- [Task objective]:
Answer these questions from the text on gentrification below:
(a) Who provides the definition of gentrification quoted in the text, and what position does that person hold?
(b) What three aims do governments have when they encourage the gentrification of low-income communities?
(c) What consequences of displacement caused by gentrification does the final sentence list?
Top of Reading text
Table of Contents
Introduction
As housing prices have risen, middle class people have increasingly sought to become gentrifiers to renovate neighborhoods rather than move into high-income neighborhoods. Gentrification, defined by professor emeritus of urban planning Peter Marcuse, as “displacement of a lower income population by a higher income one” through the combination of physical, social, or economic “upgrading,” has become a problem in low income communities by contributing to the unethical relocation of residents (2015, p.1). Governments often encourage the gentrification of low-income communities to improve the conditions of the neighborhood, diversify the community, and make the neighborhood more profitable (Morris 2017, p.148). However, long-time residents seldom experience the positive effects of gentrification.
In fact, many lower-income residents of gentrified neighborhoods are unable to afford increasing rent, resulting in their displacement. Displacement is defined by Lance Freeman and Frank Braconi as “when any household is forced to move from its residence by conditions which affect the dwelling or it immediate surroundings” (2004, p.41). These “conditions” may occur despite the residents meeting all previous conditions of occupancy, and may make occupancy unsafe or unaffordable (Freeman & Braconi, 2004, p.41). Displacement caused by gentrification, especially state-led gentrification, has devastating consequences on gentrified communities, such as the traumatic loss of social networks, movement to inadequate housing, serial migration, and health problems in those displaced.
Bottom of Reading text
Top of Records provided
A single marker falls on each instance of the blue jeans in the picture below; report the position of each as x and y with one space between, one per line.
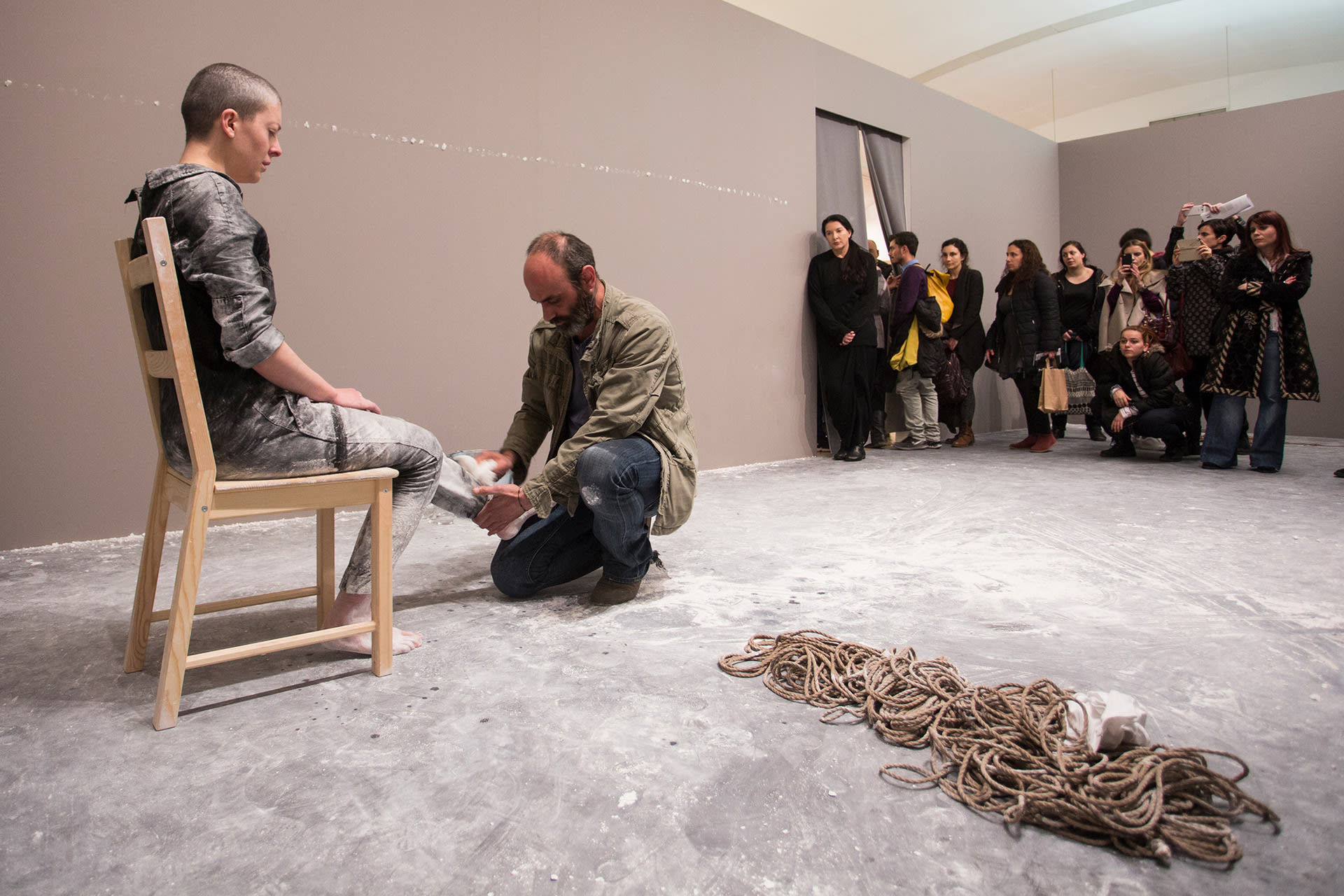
620 482
1227 413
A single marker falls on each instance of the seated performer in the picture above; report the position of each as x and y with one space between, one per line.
604 378
269 414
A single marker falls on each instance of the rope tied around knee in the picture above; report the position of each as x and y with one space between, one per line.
1007 750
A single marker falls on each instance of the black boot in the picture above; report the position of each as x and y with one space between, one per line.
878 434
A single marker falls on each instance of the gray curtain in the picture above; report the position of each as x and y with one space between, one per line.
839 178
886 171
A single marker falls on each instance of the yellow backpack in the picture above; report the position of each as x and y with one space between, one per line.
909 354
939 289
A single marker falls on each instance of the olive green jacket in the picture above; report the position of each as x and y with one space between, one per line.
632 379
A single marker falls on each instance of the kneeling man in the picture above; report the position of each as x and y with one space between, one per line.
604 378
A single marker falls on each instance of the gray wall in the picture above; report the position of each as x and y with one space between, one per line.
398 266
1285 156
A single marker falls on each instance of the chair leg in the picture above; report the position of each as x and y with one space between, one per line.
381 601
147 583
183 609
326 564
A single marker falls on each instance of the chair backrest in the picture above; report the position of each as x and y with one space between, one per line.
175 362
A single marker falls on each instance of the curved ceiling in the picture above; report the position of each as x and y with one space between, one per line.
1070 69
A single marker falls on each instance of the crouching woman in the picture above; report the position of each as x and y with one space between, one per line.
1138 396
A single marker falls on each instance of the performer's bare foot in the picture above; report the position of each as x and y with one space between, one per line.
355 608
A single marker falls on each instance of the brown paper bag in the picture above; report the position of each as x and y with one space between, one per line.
1054 390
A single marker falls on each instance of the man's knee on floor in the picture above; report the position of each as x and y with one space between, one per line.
511 578
597 466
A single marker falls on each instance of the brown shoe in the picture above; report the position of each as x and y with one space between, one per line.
965 437
608 594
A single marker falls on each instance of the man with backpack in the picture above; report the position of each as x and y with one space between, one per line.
916 336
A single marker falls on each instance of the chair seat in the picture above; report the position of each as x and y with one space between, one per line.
254 498
324 479
206 500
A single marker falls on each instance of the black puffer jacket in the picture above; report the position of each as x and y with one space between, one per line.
1034 315
1149 383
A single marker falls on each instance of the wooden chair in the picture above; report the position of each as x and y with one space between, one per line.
206 498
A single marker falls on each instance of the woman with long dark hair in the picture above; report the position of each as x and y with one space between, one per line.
843 296
1261 348
965 336
1079 290
1026 330
1193 290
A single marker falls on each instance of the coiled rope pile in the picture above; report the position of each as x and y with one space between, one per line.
1007 750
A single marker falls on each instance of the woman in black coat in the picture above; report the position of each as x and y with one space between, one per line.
1260 349
1079 292
965 336
843 298
1026 330
1138 396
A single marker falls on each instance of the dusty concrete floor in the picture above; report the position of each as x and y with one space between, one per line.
553 747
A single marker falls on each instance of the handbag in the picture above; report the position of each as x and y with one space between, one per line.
1054 390
948 382
1177 358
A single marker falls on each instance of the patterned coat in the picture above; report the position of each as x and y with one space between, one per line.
1240 337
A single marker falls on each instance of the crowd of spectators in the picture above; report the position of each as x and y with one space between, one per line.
1172 343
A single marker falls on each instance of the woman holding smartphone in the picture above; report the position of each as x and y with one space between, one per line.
1135 293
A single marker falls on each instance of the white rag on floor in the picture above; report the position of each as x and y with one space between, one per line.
1113 719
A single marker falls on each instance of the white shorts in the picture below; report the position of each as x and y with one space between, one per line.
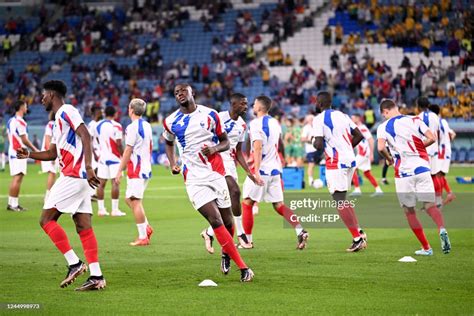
202 193
107 171
435 165
444 165
136 188
49 166
231 169
415 188
69 195
363 163
17 166
339 179
271 191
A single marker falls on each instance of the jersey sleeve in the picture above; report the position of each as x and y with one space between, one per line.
130 136
167 133
317 127
381 132
21 128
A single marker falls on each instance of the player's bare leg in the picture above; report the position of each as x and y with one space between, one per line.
48 221
301 234
222 223
100 198
347 214
144 229
115 200
83 224
235 194
14 191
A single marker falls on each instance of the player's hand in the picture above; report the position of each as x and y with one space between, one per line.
208 151
118 177
22 153
91 178
175 170
258 180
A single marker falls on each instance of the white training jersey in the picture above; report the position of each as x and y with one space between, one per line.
109 133
267 130
363 148
444 140
139 136
335 127
432 121
235 133
404 135
48 131
68 143
92 127
16 127
307 132
194 131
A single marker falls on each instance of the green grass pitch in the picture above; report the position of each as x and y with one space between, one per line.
163 278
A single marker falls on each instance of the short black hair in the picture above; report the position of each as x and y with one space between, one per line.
110 111
237 96
387 104
57 86
266 101
325 99
435 109
18 104
423 103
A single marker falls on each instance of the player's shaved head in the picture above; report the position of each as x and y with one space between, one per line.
265 102
324 99
138 106
387 104
423 103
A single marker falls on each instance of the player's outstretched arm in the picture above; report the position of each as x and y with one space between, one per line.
223 145
357 137
27 142
83 133
241 159
46 155
170 153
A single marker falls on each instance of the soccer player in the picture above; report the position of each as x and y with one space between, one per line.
306 137
446 135
432 121
109 137
337 135
201 138
49 167
404 135
364 158
265 137
235 127
17 138
71 144
137 158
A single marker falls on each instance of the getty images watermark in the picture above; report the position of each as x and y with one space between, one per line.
317 210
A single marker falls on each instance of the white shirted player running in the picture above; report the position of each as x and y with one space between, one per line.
335 132
265 138
364 158
109 137
137 158
235 127
201 138
17 138
49 167
408 138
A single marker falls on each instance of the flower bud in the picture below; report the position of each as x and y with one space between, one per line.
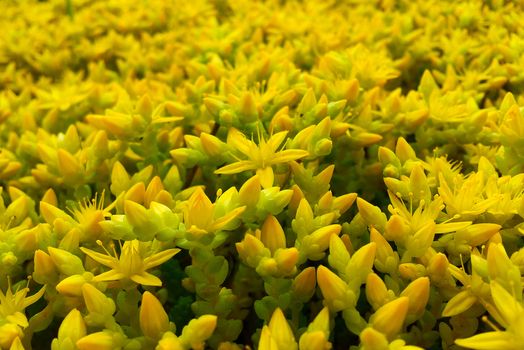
389 319
154 321
304 284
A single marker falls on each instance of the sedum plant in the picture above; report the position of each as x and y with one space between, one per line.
261 175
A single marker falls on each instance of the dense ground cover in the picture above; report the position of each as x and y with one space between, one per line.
271 174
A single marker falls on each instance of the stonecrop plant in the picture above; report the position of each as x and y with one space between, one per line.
271 175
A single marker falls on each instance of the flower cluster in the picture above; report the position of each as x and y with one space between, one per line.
274 175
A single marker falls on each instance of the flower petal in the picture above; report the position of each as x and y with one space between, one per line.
488 341
111 275
146 279
238 141
276 140
103 259
236 167
267 177
159 258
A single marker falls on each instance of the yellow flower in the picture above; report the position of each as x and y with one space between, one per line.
154 321
135 258
12 306
261 157
199 214
510 314
278 334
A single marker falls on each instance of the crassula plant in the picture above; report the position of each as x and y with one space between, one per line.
261 175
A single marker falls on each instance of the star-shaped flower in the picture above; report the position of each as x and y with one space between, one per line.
12 306
261 156
135 258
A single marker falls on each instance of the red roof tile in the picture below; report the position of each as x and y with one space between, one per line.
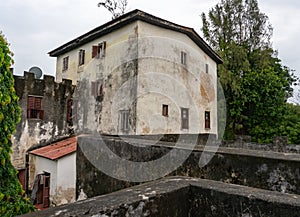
58 149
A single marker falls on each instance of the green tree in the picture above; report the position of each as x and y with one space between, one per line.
255 83
12 201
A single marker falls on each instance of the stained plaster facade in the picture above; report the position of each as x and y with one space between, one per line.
62 177
142 70
32 132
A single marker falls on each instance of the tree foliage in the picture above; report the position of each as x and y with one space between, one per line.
115 7
12 201
255 83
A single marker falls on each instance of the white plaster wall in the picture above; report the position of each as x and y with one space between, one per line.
44 164
121 49
66 179
116 54
163 79
31 135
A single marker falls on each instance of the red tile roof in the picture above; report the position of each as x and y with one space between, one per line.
58 149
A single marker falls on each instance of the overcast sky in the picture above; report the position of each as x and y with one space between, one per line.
35 27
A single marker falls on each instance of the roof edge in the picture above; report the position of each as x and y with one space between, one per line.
129 18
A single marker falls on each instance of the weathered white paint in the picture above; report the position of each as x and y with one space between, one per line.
40 166
162 79
33 133
62 177
141 71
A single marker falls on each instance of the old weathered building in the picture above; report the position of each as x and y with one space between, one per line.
53 173
142 75
135 75
44 117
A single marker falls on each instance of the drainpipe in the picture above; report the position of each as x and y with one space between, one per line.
27 173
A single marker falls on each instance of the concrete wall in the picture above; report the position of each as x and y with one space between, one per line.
182 197
65 191
34 132
259 169
62 177
163 79
141 71
117 71
39 165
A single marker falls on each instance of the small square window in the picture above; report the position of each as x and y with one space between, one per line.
184 118
207 119
97 88
34 107
99 50
165 111
183 58
81 57
65 63
124 120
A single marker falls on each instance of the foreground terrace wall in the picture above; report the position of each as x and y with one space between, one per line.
182 196
260 169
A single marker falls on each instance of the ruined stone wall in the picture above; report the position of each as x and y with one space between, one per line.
260 169
182 197
32 132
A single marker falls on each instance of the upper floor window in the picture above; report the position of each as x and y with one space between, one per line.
81 57
34 107
72 110
99 50
65 63
207 119
206 68
165 111
97 88
124 124
183 58
184 118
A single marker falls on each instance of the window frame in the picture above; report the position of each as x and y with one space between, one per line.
72 108
207 119
124 120
99 51
97 88
183 57
207 68
34 107
81 57
185 120
65 66
165 110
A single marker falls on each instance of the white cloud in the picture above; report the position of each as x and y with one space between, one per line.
34 27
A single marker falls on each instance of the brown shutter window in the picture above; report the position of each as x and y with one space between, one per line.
93 88
94 51
165 110
207 120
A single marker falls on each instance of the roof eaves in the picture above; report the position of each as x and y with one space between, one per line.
131 17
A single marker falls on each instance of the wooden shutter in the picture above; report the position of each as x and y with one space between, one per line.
94 51
207 119
103 48
41 114
93 88
38 103
184 118
30 102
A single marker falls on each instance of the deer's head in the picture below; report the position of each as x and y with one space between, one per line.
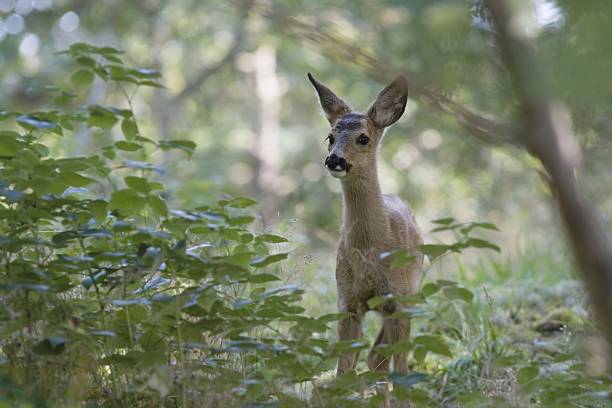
354 137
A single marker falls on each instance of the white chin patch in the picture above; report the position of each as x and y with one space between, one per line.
338 173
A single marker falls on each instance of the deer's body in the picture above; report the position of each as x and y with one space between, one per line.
374 223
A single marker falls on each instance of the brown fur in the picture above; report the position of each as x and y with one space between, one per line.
373 223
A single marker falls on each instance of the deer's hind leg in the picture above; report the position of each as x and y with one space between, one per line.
349 328
392 331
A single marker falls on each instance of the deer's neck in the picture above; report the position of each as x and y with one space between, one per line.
365 218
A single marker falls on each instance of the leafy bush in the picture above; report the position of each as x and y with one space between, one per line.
111 298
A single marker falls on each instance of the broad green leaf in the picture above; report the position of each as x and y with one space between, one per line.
137 183
263 261
238 202
408 380
101 117
458 293
9 144
82 78
444 221
434 344
158 205
129 128
75 179
434 250
127 200
29 122
128 146
527 374
376 301
481 243
243 220
271 238
52 345
429 289
263 278
186 145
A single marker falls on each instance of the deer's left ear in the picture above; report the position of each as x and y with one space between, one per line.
390 103
333 106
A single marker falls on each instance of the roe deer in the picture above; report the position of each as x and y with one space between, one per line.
373 223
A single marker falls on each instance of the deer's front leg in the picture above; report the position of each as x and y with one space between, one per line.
349 328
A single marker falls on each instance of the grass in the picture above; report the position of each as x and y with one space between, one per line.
523 340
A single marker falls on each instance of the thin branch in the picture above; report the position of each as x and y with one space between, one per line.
546 137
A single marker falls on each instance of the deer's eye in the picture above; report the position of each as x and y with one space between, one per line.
363 140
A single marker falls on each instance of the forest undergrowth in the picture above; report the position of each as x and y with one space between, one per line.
111 297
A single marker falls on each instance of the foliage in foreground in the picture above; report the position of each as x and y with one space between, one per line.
110 298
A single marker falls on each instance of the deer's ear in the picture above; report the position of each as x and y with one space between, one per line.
390 103
333 106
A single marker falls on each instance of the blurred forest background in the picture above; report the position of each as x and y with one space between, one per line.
234 82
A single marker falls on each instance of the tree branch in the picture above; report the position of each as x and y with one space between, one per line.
546 137
230 54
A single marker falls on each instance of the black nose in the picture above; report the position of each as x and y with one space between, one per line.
333 162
Bottom of Records provided
- [Answer below]:
(a) Peter Marcuse, professor emeritus of urban planning.
(b) To improve the conditions of the neighborhood, to diversify the community, and to make the neighborhood more profitable.
(c) The traumatic loss of social networks, movement to inadequate housing, serial migration, and health problems in those displaced.